THE EXERCISE: Extract the line that contains "woman in white" and every line after it to the end of the records below, exactly as written and nothing else.

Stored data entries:

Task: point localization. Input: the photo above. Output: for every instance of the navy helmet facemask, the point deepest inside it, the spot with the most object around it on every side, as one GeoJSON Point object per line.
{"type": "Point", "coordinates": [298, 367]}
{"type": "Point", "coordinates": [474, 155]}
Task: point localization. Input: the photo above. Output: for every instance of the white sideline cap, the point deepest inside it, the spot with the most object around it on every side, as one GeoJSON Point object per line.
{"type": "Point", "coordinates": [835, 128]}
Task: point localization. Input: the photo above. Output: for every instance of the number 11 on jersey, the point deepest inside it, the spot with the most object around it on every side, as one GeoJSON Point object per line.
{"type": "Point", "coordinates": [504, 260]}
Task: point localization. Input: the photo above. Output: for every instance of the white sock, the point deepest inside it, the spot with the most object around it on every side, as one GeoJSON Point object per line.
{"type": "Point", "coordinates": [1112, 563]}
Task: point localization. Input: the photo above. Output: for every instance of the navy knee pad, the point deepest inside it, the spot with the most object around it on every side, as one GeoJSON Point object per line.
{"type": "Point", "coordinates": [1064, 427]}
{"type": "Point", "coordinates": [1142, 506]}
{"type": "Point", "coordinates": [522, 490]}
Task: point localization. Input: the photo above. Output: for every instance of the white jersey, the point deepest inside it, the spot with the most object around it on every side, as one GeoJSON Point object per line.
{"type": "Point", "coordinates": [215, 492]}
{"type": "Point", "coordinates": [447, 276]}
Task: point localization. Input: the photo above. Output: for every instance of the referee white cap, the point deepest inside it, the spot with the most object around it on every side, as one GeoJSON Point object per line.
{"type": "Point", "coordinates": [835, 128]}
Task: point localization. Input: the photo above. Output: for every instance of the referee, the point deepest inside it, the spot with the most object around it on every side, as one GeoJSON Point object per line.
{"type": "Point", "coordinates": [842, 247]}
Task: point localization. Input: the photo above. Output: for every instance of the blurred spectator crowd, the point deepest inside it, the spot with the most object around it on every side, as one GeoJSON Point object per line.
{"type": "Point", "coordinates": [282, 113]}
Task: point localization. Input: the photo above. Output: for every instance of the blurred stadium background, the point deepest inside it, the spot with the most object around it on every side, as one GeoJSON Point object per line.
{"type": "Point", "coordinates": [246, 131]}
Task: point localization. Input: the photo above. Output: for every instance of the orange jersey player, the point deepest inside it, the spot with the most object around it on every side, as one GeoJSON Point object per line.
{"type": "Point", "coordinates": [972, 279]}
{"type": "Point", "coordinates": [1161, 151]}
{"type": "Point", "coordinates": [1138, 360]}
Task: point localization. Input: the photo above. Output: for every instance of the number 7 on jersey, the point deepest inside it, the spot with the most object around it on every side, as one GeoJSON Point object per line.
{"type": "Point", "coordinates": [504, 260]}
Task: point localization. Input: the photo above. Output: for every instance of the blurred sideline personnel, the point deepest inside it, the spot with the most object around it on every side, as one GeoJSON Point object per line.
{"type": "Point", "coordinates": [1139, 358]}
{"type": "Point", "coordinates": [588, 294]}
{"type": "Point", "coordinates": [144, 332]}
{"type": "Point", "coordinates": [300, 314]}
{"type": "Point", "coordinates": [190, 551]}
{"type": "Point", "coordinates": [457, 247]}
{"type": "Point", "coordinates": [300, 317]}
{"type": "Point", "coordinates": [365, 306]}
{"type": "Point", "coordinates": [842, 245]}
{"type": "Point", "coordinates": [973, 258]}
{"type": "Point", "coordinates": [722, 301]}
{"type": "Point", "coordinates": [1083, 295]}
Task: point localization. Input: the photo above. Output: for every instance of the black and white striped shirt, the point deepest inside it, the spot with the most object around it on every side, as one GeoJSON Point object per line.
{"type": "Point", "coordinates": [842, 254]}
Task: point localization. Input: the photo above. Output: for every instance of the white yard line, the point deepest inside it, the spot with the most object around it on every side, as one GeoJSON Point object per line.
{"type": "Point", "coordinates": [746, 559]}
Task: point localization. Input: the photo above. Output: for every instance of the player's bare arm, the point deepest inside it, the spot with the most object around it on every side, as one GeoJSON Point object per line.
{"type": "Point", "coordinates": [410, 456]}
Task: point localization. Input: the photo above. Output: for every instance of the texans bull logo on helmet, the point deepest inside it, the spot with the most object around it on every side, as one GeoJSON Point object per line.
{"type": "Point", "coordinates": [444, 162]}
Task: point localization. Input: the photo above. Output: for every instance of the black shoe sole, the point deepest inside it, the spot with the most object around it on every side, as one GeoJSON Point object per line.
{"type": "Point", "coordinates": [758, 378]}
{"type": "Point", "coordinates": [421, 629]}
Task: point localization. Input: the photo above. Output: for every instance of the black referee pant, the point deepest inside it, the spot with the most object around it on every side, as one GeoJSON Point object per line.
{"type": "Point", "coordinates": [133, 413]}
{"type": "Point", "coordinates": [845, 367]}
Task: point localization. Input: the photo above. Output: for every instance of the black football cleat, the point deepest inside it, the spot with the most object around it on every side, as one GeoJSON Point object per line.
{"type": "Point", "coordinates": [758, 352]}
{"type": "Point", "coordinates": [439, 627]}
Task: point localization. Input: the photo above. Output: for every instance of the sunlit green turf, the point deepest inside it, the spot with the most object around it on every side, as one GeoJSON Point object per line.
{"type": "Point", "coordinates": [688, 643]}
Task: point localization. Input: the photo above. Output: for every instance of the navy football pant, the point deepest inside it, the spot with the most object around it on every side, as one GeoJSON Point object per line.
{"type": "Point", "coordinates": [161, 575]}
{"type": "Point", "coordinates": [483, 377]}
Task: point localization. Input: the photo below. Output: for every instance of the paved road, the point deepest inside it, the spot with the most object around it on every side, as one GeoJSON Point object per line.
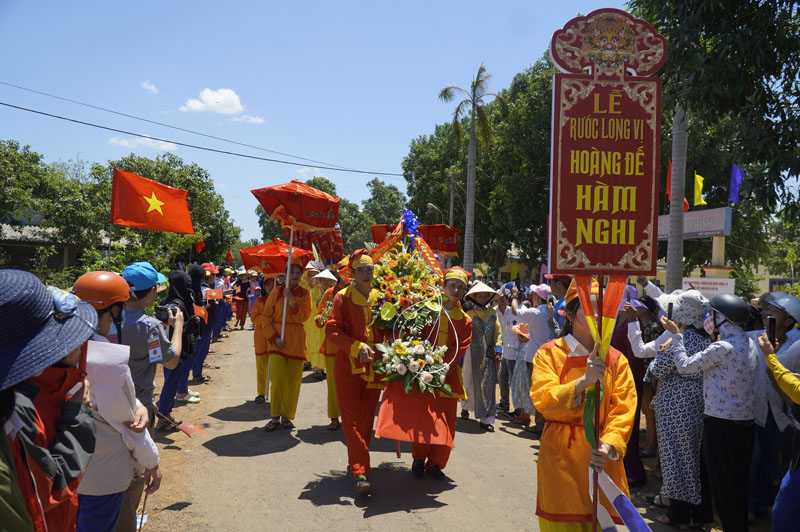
{"type": "Point", "coordinates": [239, 477]}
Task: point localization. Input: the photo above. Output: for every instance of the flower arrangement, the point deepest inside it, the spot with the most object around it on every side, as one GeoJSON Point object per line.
{"type": "Point", "coordinates": [409, 291]}
{"type": "Point", "coordinates": [326, 313]}
{"type": "Point", "coordinates": [417, 363]}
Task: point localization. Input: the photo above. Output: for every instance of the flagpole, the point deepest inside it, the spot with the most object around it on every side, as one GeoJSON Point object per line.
{"type": "Point", "coordinates": [286, 286]}
{"type": "Point", "coordinates": [597, 398]}
{"type": "Point", "coordinates": [108, 252]}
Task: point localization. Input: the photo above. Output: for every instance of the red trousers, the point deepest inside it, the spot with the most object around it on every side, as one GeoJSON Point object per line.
{"type": "Point", "coordinates": [357, 405]}
{"type": "Point", "coordinates": [437, 455]}
{"type": "Point", "coordinates": [241, 312]}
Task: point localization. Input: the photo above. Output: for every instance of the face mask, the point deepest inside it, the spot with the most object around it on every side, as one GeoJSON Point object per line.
{"type": "Point", "coordinates": [708, 323]}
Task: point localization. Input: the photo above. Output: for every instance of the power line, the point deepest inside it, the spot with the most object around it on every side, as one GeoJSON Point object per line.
{"type": "Point", "coordinates": [204, 148]}
{"type": "Point", "coordinates": [126, 115]}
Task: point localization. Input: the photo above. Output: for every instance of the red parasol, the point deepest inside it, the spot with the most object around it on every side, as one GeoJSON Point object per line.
{"type": "Point", "coordinates": [272, 258]}
{"type": "Point", "coordinates": [442, 238]}
{"type": "Point", "coordinates": [298, 205]}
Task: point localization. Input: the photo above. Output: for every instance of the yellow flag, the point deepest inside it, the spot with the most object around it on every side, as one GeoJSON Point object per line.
{"type": "Point", "coordinates": [698, 190]}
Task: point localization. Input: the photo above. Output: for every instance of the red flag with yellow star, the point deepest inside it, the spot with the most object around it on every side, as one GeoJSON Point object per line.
{"type": "Point", "coordinates": [140, 202]}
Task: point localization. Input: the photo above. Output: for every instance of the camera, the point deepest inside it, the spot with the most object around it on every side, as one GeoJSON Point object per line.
{"type": "Point", "coordinates": [164, 313]}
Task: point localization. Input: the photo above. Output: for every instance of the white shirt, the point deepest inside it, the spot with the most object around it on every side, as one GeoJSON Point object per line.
{"type": "Point", "coordinates": [641, 349]}
{"type": "Point", "coordinates": [767, 397]}
{"type": "Point", "coordinates": [510, 340]}
{"type": "Point", "coordinates": [536, 318]}
{"type": "Point", "coordinates": [729, 373]}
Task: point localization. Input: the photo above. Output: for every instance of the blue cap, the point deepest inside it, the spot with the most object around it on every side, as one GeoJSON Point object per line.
{"type": "Point", "coordinates": [142, 276]}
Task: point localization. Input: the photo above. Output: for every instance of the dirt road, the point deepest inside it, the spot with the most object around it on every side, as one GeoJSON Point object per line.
{"type": "Point", "coordinates": [240, 478]}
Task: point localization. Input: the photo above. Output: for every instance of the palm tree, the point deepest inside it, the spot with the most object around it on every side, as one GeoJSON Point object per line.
{"type": "Point", "coordinates": [678, 177]}
{"type": "Point", "coordinates": [479, 127]}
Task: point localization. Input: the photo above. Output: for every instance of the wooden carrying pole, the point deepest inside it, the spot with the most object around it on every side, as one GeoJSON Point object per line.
{"type": "Point", "coordinates": [286, 285]}
{"type": "Point", "coordinates": [595, 472]}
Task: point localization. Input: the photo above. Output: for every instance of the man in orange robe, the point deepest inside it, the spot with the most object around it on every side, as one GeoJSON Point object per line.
{"type": "Point", "coordinates": [288, 353]}
{"type": "Point", "coordinates": [350, 333]}
{"type": "Point", "coordinates": [563, 369]}
{"type": "Point", "coordinates": [402, 415]}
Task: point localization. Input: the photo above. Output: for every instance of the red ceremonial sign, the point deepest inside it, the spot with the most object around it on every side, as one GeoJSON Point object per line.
{"type": "Point", "coordinates": [605, 145]}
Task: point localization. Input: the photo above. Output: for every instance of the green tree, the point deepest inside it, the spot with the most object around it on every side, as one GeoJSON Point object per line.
{"type": "Point", "coordinates": [479, 126]}
{"type": "Point", "coordinates": [724, 62]}
{"type": "Point", "coordinates": [385, 204]}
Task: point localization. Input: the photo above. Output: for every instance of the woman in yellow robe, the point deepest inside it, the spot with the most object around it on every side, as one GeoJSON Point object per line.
{"type": "Point", "coordinates": [287, 354]}
{"type": "Point", "coordinates": [314, 335]}
{"type": "Point", "coordinates": [563, 369]}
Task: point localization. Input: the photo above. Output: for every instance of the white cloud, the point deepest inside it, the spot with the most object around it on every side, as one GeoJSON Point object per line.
{"type": "Point", "coordinates": [248, 118]}
{"type": "Point", "coordinates": [158, 145]}
{"type": "Point", "coordinates": [222, 101]}
{"type": "Point", "coordinates": [146, 85]}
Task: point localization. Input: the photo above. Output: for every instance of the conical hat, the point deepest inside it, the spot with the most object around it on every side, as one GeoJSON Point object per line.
{"type": "Point", "coordinates": [480, 288]}
{"type": "Point", "coordinates": [325, 274]}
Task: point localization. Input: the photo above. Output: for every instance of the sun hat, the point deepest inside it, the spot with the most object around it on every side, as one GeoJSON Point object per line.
{"type": "Point", "coordinates": [41, 326]}
{"type": "Point", "coordinates": [142, 276]}
{"type": "Point", "coordinates": [325, 274]}
{"type": "Point", "coordinates": [480, 288]}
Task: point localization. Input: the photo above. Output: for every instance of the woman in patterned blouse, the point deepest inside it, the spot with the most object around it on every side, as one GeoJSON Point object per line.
{"type": "Point", "coordinates": [679, 418]}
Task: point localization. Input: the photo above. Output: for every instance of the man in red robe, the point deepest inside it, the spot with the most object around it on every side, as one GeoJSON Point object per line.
{"type": "Point", "coordinates": [350, 332]}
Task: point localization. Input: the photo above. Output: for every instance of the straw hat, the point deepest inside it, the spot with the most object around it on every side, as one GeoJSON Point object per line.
{"type": "Point", "coordinates": [481, 288]}
{"type": "Point", "coordinates": [41, 326]}
{"type": "Point", "coordinates": [325, 274]}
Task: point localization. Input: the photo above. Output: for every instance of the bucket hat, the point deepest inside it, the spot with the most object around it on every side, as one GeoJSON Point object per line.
{"type": "Point", "coordinates": [142, 276]}
{"type": "Point", "coordinates": [40, 326]}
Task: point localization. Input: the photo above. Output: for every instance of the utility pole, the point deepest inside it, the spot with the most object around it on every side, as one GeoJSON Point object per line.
{"type": "Point", "coordinates": [452, 199]}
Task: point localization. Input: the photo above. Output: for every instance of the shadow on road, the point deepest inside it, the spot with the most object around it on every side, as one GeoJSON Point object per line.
{"type": "Point", "coordinates": [320, 435]}
{"type": "Point", "coordinates": [388, 480]}
{"type": "Point", "coordinates": [469, 426]}
{"type": "Point", "coordinates": [248, 411]}
{"type": "Point", "coordinates": [253, 442]}
{"type": "Point", "coordinates": [312, 378]}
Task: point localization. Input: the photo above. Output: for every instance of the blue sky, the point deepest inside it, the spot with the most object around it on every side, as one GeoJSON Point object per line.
{"type": "Point", "coordinates": [349, 83]}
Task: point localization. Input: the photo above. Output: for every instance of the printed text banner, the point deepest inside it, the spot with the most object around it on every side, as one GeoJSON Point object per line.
{"type": "Point", "coordinates": [604, 183]}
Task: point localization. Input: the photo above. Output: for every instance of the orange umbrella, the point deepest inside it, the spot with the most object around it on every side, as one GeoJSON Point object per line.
{"type": "Point", "coordinates": [300, 205]}
{"type": "Point", "coordinates": [272, 258]}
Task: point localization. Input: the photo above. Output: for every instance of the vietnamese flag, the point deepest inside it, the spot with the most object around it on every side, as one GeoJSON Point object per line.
{"type": "Point", "coordinates": [140, 202]}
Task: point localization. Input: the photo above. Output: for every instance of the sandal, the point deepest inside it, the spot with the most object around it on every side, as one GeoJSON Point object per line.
{"type": "Point", "coordinates": [658, 500]}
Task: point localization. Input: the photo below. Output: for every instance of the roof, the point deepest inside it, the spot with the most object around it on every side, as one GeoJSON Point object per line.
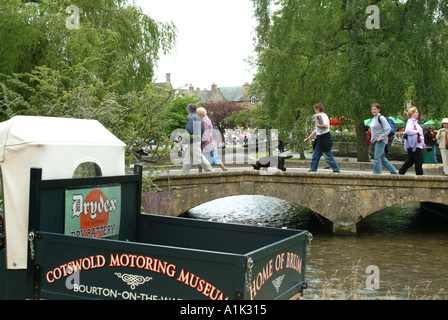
{"type": "Point", "coordinates": [21, 130]}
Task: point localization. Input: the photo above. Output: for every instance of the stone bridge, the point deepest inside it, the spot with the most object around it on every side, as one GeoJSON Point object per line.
{"type": "Point", "coordinates": [344, 199]}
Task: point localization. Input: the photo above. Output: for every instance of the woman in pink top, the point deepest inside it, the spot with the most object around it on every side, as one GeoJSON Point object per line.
{"type": "Point", "coordinates": [209, 144]}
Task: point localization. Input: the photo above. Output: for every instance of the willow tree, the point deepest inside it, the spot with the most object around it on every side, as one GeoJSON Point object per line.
{"type": "Point", "coordinates": [347, 54]}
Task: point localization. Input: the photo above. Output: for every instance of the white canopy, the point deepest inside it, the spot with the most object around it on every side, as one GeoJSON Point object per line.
{"type": "Point", "coordinates": [58, 146]}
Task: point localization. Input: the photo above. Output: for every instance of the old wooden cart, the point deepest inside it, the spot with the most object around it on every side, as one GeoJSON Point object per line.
{"type": "Point", "coordinates": [85, 238]}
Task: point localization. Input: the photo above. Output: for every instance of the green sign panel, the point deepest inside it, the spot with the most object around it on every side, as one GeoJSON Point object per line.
{"type": "Point", "coordinates": [93, 213]}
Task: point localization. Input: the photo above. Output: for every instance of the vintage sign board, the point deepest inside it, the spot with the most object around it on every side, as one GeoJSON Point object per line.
{"type": "Point", "coordinates": [151, 257]}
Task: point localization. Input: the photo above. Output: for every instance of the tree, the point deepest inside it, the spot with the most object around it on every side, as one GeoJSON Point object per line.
{"type": "Point", "coordinates": [326, 51]}
{"type": "Point", "coordinates": [176, 114]}
{"type": "Point", "coordinates": [220, 114]}
{"type": "Point", "coordinates": [102, 69]}
{"type": "Point", "coordinates": [114, 41]}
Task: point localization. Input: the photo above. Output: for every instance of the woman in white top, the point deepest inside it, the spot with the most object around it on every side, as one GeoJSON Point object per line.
{"type": "Point", "coordinates": [380, 131]}
{"type": "Point", "coordinates": [323, 143]}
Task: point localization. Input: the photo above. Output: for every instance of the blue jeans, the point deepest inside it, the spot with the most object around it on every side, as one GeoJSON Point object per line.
{"type": "Point", "coordinates": [317, 154]}
{"type": "Point", "coordinates": [380, 159]}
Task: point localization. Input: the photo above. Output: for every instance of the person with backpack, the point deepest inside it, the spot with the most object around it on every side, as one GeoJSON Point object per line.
{"type": "Point", "coordinates": [380, 130]}
{"type": "Point", "coordinates": [209, 141]}
{"type": "Point", "coordinates": [414, 144]}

THE SOLUTION:
Task: point localization. Input: the photo above. Output: for every instance of the woman in white top, the point deepest inside it, the spot with the most object around it on every side, as one GeoJSON Point object per line.
{"type": "Point", "coordinates": [380, 131]}
{"type": "Point", "coordinates": [323, 143]}
Task: point localization. Input: the photo above. Output: for every instance of the blue jeans, the point deepest inside it, the spot with the most object around it on every side, as one GeoJSON Point object per line.
{"type": "Point", "coordinates": [317, 154]}
{"type": "Point", "coordinates": [380, 159]}
Task: point localization. Input: the photo above. Output: for every instance of the person with backpack, the point deepest inside it, the spot with the most object around it on every side, as one GeoJSON Point object per line.
{"type": "Point", "coordinates": [380, 130]}
{"type": "Point", "coordinates": [209, 141]}
{"type": "Point", "coordinates": [414, 144]}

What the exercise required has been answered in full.